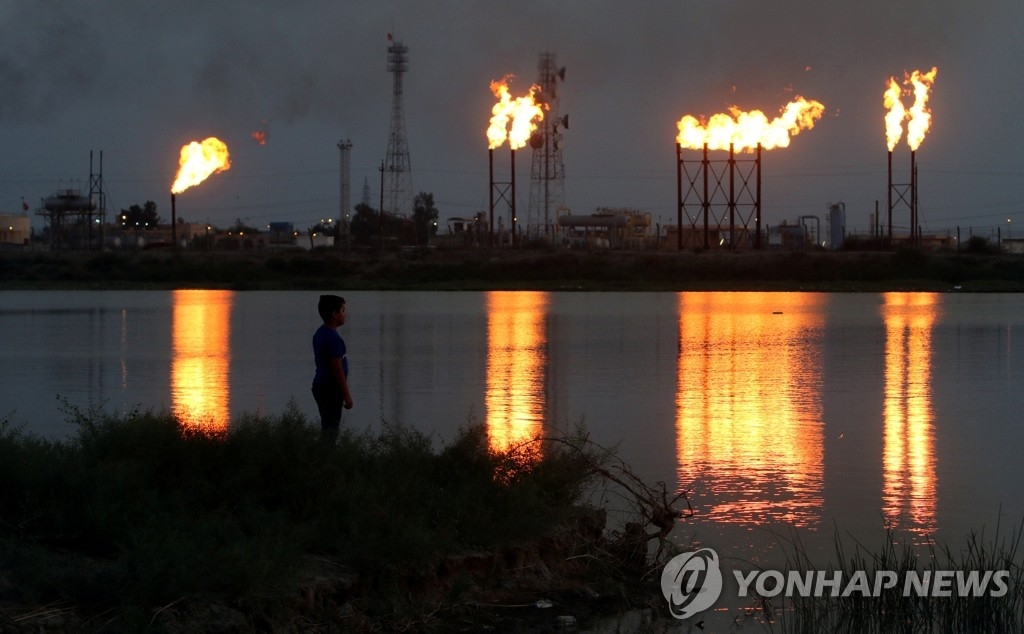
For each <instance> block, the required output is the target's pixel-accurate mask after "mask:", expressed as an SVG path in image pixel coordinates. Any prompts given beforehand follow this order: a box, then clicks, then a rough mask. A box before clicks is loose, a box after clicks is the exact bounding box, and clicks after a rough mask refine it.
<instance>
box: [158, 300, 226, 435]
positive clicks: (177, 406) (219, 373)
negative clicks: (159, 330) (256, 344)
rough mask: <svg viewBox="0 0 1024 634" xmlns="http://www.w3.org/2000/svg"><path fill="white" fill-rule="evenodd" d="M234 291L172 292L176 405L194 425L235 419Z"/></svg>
mask: <svg viewBox="0 0 1024 634" xmlns="http://www.w3.org/2000/svg"><path fill="white" fill-rule="evenodd" d="M233 301H234V294H233V292H231V291H174V292H173V293H172V304H173V319H172V333H173V342H172V349H173V353H172V356H171V408H172V410H173V412H174V414H175V415H176V416H177V417H178V418H179V419H180V420H182V421H183V422H184V423H186V424H188V425H193V426H196V427H202V428H204V429H209V430H224V429H226V428H227V424H228V422H229V420H230V414H229V409H228V405H229V404H228V397H229V395H230V388H229V384H228V374H229V370H228V366H229V363H230V358H231V353H230V335H231V327H230V316H231V305H232V303H233Z"/></svg>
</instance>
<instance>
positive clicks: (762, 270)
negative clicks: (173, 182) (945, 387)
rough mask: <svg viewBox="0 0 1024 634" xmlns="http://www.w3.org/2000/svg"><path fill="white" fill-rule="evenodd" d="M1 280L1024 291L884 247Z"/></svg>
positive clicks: (364, 257)
mask: <svg viewBox="0 0 1024 634" xmlns="http://www.w3.org/2000/svg"><path fill="white" fill-rule="evenodd" d="M0 285H2V287H3V288H5V289H69V288H74V289H126V288H148V289H172V288H225V289H233V290H308V289H350V290H572V291H602V290H613V291H714V290H727V291H751V290H757V291H828V292H882V291H932V292H945V291H959V292H1024V257H1021V256H1016V255H1008V254H969V253H950V252H941V253H931V252H923V251H918V250H911V249H903V250H900V251H895V252H867V251H863V252H826V251H799V252H781V251H765V252H736V253H730V252H720V251H714V252H621V251H592V252H591V251H567V250H554V249H551V250H536V249H523V250H511V249H505V250H495V251H490V250H447V249H439V248H438V249H434V248H430V249H408V250H400V251H386V252H381V251H365V252H351V253H344V252H342V251H339V250H316V251H311V252H306V251H298V252H244V253H238V252H233V253H223V252H221V253H203V252H178V253H173V252H168V251H164V252H162V251H146V252H135V253H90V252H78V253H70V252H68V253H48V252H47V253H42V252H30V253H17V252H8V253H3V254H2V255H0Z"/></svg>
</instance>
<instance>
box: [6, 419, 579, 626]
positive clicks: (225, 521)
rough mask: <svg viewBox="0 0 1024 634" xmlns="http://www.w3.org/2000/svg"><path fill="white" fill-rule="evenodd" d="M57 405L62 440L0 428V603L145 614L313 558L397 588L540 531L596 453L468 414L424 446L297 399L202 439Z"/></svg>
mask: <svg viewBox="0 0 1024 634" xmlns="http://www.w3.org/2000/svg"><path fill="white" fill-rule="evenodd" d="M70 416H71V418H72V422H74V423H76V424H77V431H76V433H75V434H74V435H73V436H72V437H70V438H69V439H67V440H48V439H42V438H38V437H35V436H32V435H29V434H25V433H23V432H22V431H20V430H18V429H14V428H11V427H10V426H9V425H7V424H6V423H4V424H0V482H3V485H2V488H0V570H4V573H3V574H0V582H2V581H3V579H2V576H3V575H4V574H5V575H7V576H8V579H7V583H6V584H3V583H0V591H2V592H3V598H4V599H5V600H11V601H17V602H19V603H23V604H45V603H47V602H49V601H53V600H56V599H63V600H69V601H72V602H75V603H78V604H82V603H85V604H94V605H96V606H120V607H122V608H124V607H130V606H134V607H142V608H145V607H152V606H159V605H164V604H167V603H168V602H171V601H174V600H176V599H178V598H180V597H182V596H185V595H188V596H194V595H197V594H203V593H218V594H222V595H230V596H234V597H243V598H245V597H261V596H264V597H265V596H273V595H275V594H276V593H281V592H285V591H287V588H289V586H290V584H292V583H293V582H294V580H295V578H296V575H297V574H298V573H299V572H300V566H301V565H302V561H303V556H304V555H309V554H315V555H317V556H322V557H330V558H331V559H332V560H337V561H342V562H344V563H345V564H347V565H350V566H352V567H354V568H355V569H356V570H357V572H358V575H359V580H360V584H362V585H364V586H365V587H368V588H369V589H371V590H376V591H378V592H380V593H385V594H386V593H388V592H397V591H399V587H398V583H397V580H398V579H400V578H401V577H402V576H404V575H410V574H416V573H417V572H418V570H420V569H421V568H429V567H430V566H432V565H435V564H436V562H437V561H438V560H440V559H441V558H443V557H445V556H447V555H450V554H452V553H456V552H459V551H462V550H465V549H467V548H487V547H492V546H496V545H500V544H508V543H515V542H519V541H521V542H528V541H535V540H539V539H544V538H546V537H548V536H550V535H551V534H552V532H554V531H555V530H556V529H557V526H558V525H559V523H560V522H562V521H564V520H566V519H567V518H568V517H569V516H570V515H571V513H572V512H573V511H572V506H573V504H575V503H577V501H578V498H579V496H580V492H581V491H583V489H584V488H585V487H586V485H587V482H588V480H590V479H591V478H592V477H594V472H593V468H592V467H593V465H594V464H595V462H594V457H593V456H586V455H583V454H582V453H580V452H577V451H571V450H569V449H568V448H569V445H566V443H560V442H553V443H548V445H546V446H545V447H544V448H543V451H541V452H540V453H539V455H540V458H536V459H535V458H534V456H535V455H536V452H535V450H534V449H531V450H530V451H526V449H525V448H513V449H511V450H508V451H505V452H499V451H494V450H493V449H492V448H489V447H488V443H487V438H486V434H485V432H484V430H483V428H482V427H477V426H471V427H467V428H465V429H463V430H462V431H461V433H460V434H459V435H458V437H456V438H455V439H454V441H452V442H451V443H447V445H445V446H443V447H441V448H440V449H436V445H437V443H436V442H435V440H434V439H433V438H431V437H430V436H427V435H425V434H423V433H421V432H418V431H416V430H413V429H410V428H406V427H385V428H384V429H383V431H381V432H380V433H377V434H373V433H370V432H361V433H357V432H353V431H350V430H349V431H343V432H342V433H341V435H340V437H339V439H338V441H337V442H336V443H334V445H328V443H325V442H324V441H323V440H322V439H321V436H319V431H318V429H316V428H315V427H314V426H312V425H311V424H309V423H308V421H306V420H305V418H304V417H303V415H302V414H301V413H300V412H298V409H297V408H296V407H294V406H293V407H290V408H289V409H288V410H287V411H286V412H285V413H284V414H282V415H280V416H276V417H260V416H246V417H243V419H242V420H239V421H236V422H233V423H232V424H231V426H230V427H229V429H227V430H226V431H223V432H216V433H214V432H209V431H204V430H200V429H195V428H190V427H188V426H185V425H183V424H182V423H181V422H179V421H178V420H176V419H175V418H174V417H173V416H171V415H167V414H155V413H152V412H133V413H130V414H128V415H126V416H113V415H104V414H100V413H81V412H75V411H72V412H71V413H70ZM291 587H292V591H294V586H291ZM97 609H98V607H97Z"/></svg>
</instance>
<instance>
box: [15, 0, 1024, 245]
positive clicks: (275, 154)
mask: <svg viewBox="0 0 1024 634" xmlns="http://www.w3.org/2000/svg"><path fill="white" fill-rule="evenodd" d="M389 33H391V34H393V36H394V39H395V40H397V41H400V42H401V43H403V44H406V45H407V46H408V47H409V55H410V70H409V73H408V74H407V76H406V78H404V114H406V127H407V131H408V139H409V147H410V156H411V161H412V168H413V185H414V189H415V192H429V193H432V194H433V196H434V201H435V204H436V206H437V207H438V209H439V212H440V218H441V220H442V221H443V219H445V218H447V217H450V216H469V215H472V214H473V213H474V212H476V211H483V210H486V208H487V206H488V180H487V177H488V170H487V141H486V137H485V130H486V127H487V123H488V119H489V116H490V108H492V105H493V104H494V102H495V97H494V95H493V94H492V93H490V92H489V89H488V85H489V82H490V81H492V80H495V79H500V78H502V77H504V76H506V75H510V74H511V75H514V78H513V79H512V80H511V87H512V92H513V94H520V93H523V92H525V91H526V90H527V89H528V87H529V85H530V84H531V83H534V82H535V81H537V79H538V77H537V75H538V70H537V66H538V57H539V55H540V54H541V53H542V52H551V53H554V54H555V55H556V59H557V64H558V65H559V66H564V67H565V68H566V76H565V82H564V84H562V86H561V93H560V94H559V97H560V110H561V113H562V114H568V115H569V118H570V127H569V130H568V131H566V133H565V142H564V149H563V159H564V164H565V173H566V177H565V198H566V205H567V206H568V207H569V208H570V209H571V210H572V212H573V213H585V214H586V213H593V211H594V210H595V208H597V207H631V208H636V209H640V210H643V211H648V212H650V213H651V215H652V216H653V218H654V220H655V222H660V223H669V222H672V221H674V219H675V215H676V199H675V197H676V194H675V192H676V167H675V138H676V133H677V130H676V122H677V121H678V120H679V119H680V118H681V117H682V116H683V115H693V116H696V117H701V116H703V117H708V116H711V115H713V114H716V113H720V112H726V111H727V110H728V109H729V107H731V105H736V107H738V108H739V109H740V110H743V111H750V110H761V111H764V112H765V113H766V114H767V115H769V116H775V115H777V114H778V112H779V111H780V109H782V108H783V107H784V105H785V104H786V102H788V101H790V99H792V98H794V97H795V96H797V95H802V96H804V97H806V98H809V99H816V100H818V101H820V102H821V103H823V104H824V107H825V113H824V116H823V117H822V118H821V119H820V120H819V121H818V122H817V124H816V125H815V127H814V128H813V129H811V130H808V131H804V132H802V133H801V134H800V135H798V136H796V137H795V138H794V139H793V142H792V144H791V146H790V147H786V149H779V150H773V151H770V152H765V153H764V155H763V160H762V165H763V185H762V188H763V193H762V200H763V209H764V220H765V222H767V223H770V224H775V223H778V222H779V221H781V220H783V219H796V218H797V217H799V216H801V215H805V214H813V215H819V216H821V218H822V221H824V219H825V217H826V215H827V206H828V204H829V203H834V202H843V203H845V205H846V209H847V224H848V227H849V229H850V230H855V231H866V230H867V225H868V216H869V214H870V213H871V212H872V211H873V210H874V205H876V201H879V202H880V205H881V207H882V208H883V209H884V208H885V205H886V194H887V172H886V165H887V149H886V142H885V129H884V122H883V117H884V115H885V111H884V109H883V104H882V98H883V92H884V90H885V87H886V83H887V81H888V79H889V77H891V76H896V77H898V78H902V76H903V74H904V72H908V71H912V70H915V69H920V70H923V71H927V70H929V69H931V68H932V67H936V68H937V69H938V74H937V77H936V80H935V85H934V87H933V89H932V93H931V99H930V103H929V104H930V108H931V111H932V116H933V123H932V128H931V130H930V132H929V134H928V136H927V137H926V138H925V140H924V142H923V143H922V146H921V149H920V150H919V151H918V166H919V197H920V210H921V211H920V215H921V223H922V225H923V226H924V230H925V233H926V234H928V233H941V234H945V233H946V231H954V230H955V227H956V226H957V225H958V226H961V227H962V229H963V231H964V233H965V235H966V234H967V231H968V230H969V229H973V230H974V231H975V233H976V234H978V233H981V234H983V235H986V236H987V235H990V234H991V235H994V230H995V228H994V227H996V226H999V227H1002V230H1004V236H1006V231H1007V230H1010V231H1011V233H1013V234H1016V233H1017V229H1016V227H1018V226H1019V227H1020V228H1019V231H1020V235H1021V236H1024V158H1022V156H1021V145H1022V141H1024V123H1022V122H1024V115H1022V112H1021V111H1022V104H1024V38H1022V37H1021V35H1020V34H1022V33H1024V2H1021V1H1020V0H984V1H981V2H973V3H968V2H963V1H962V0H961V1H955V2H953V1H949V0H929V1H923V0H912V1H902V2H894V1H893V0H858V1H856V2H851V1H841V2H823V1H820V0H819V1H810V0H776V1H774V2H766V1H764V0H714V1H713V0H701V1H683V0H677V1H673V2H668V1H656V2H629V3H627V2H608V1H601V0H562V1H557V2H551V1H549V2H541V1H539V0H538V1H534V0H526V1H517V2H502V1H489V2H469V1H465V0H462V1H458V0H439V1H429V2H428V1H421V2H414V1H411V0H380V1H374V2H351V1H347V2H346V1H341V0H335V1H327V0H297V1H295V2H288V3H271V2H266V1H257V0H248V1H245V2H242V1H238V0H222V1H218V2H207V1H202V2H201V1H199V0H174V1H173V2H171V1H166V0H157V1H147V2H139V1H138V0H97V1H96V2H88V3H71V2H59V1H54V0H46V1H41V0H5V1H4V2H3V3H2V4H0V85H2V86H3V96H2V97H0V139H2V154H0V212H2V213H19V212H20V211H22V201H23V199H24V200H25V202H27V203H28V204H29V205H30V206H31V207H32V208H33V210H34V209H35V208H36V207H38V206H39V204H40V200H41V199H43V198H45V197H47V196H50V195H51V194H53V193H54V192H55V191H56V189H57V188H65V187H78V188H82V189H87V187H88V176H89V153H90V151H91V152H93V154H94V167H95V168H96V169H97V171H98V159H99V153H100V152H101V153H102V156H103V166H102V175H103V181H104V184H105V189H106V193H108V217H109V219H111V218H112V217H113V216H114V215H116V214H117V213H118V212H119V211H120V210H121V209H123V208H127V207H128V206H130V205H133V204H139V205H141V204H142V203H144V202H145V201H147V200H153V201H155V202H157V204H158V208H159V213H160V214H161V216H162V217H163V218H164V219H165V220H168V219H169V218H170V194H169V191H170V184H171V181H172V180H173V177H174V174H175V172H176V170H177V160H178V152H179V150H180V147H181V145H182V144H184V143H186V142H188V141H190V140H201V139H203V138H205V137H207V136H217V137H219V138H221V139H222V140H224V141H225V142H226V143H227V146H228V149H229V151H230V155H231V168H230V170H228V171H226V172H223V173H220V174H215V175H213V176H212V177H211V178H210V179H209V180H208V181H206V182H204V183H203V184H201V185H199V186H197V187H194V188H191V189H188V191H187V192H185V193H184V194H182V195H179V197H178V200H177V214H178V216H179V217H180V218H183V219H184V220H186V221H197V222H206V221H209V222H212V223H214V224H216V225H219V226H227V225H230V224H232V223H233V222H234V220H236V219H237V218H243V219H245V221H246V223H247V224H252V225H255V226H262V225H265V224H266V223H268V222H271V221H282V220H284V221H292V222H294V223H295V224H296V227H297V228H304V227H307V226H310V225H312V224H314V223H316V222H317V221H318V220H319V219H321V218H325V217H338V216H339V214H340V211H339V162H340V161H339V151H338V147H337V143H338V141H339V140H341V139H349V140H350V141H351V143H352V151H351V168H352V169H351V183H352V204H353V205H354V204H355V203H357V202H358V201H359V200H360V199H361V196H362V187H364V182H365V181H369V183H370V189H371V204H372V205H373V206H374V207H377V206H378V204H379V172H378V167H379V165H380V163H381V161H382V160H383V158H384V155H385V152H386V150H387V136H388V126H389V122H390V111H391V88H392V81H391V76H390V75H389V74H388V73H387V46H388V41H387V35H388V34H389ZM907 104H909V98H908V100H907ZM255 130H265V131H266V133H267V142H266V144H263V145H261V144H259V143H257V142H256V141H255V140H254V139H253V138H252V137H251V133H252V132H253V131H255ZM520 154H521V155H523V156H520V157H519V158H518V160H517V167H516V169H517V184H518V187H517V189H518V196H519V197H521V200H523V201H525V200H527V199H528V195H529V182H528V174H529V159H528V152H525V151H523V152H521V153H520ZM909 157H910V153H909V150H908V149H907V146H906V144H905V143H901V144H900V145H898V146H897V149H896V150H895V152H894V159H893V161H894V170H896V171H897V173H896V174H895V176H894V180H895V181H896V182H908V181H909V161H910V159H909ZM30 213H32V214H33V215H34V211H33V212H30ZM905 222H906V220H905V219H904V220H902V223H905ZM33 223H34V225H36V226H37V227H38V226H41V225H42V222H41V220H40V219H38V218H36V219H34V221H33ZM900 223H901V221H900V219H899V218H897V219H896V220H894V224H897V225H898V224H900Z"/></svg>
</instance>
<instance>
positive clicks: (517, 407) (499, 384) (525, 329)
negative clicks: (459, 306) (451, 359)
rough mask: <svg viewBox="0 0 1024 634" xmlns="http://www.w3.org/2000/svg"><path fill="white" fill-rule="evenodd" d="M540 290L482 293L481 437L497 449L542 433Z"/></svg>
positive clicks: (545, 343)
mask: <svg viewBox="0 0 1024 634" xmlns="http://www.w3.org/2000/svg"><path fill="white" fill-rule="evenodd" d="M550 301H551V298H550V295H549V294H548V293H545V292H502V291H496V292H490V293H487V294H486V305H487V371H486V372H487V384H486V392H485V395H484V405H485V407H486V421H487V423H486V426H487V436H488V438H489V442H490V447H492V448H493V449H495V450H498V451H503V450H507V449H509V448H511V447H513V446H516V445H521V443H522V442H525V441H528V440H531V439H534V438H536V437H538V436H540V435H541V434H542V430H543V425H544V418H545V416H546V410H547V396H546V391H545V376H546V372H547V366H548V333H547V327H546V324H547V318H548V311H549V306H550Z"/></svg>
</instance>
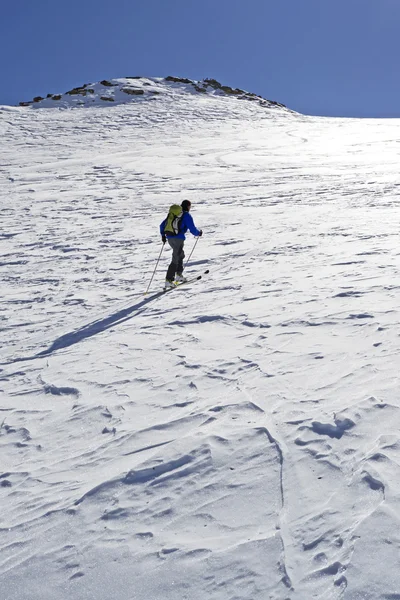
· · ·
Task item.
What is needed is each line from the records with the word "positive" in it.

Answer to this problem.
positive clicks: (177, 406) (219, 373)
positive clicks: (762, 270)
positive clicks: (364, 257)
positive clicks: (225, 521)
positive clicks: (275, 154)
positive clicks: (517, 407) (499, 384) (525, 329)
positive clicks: (545, 343)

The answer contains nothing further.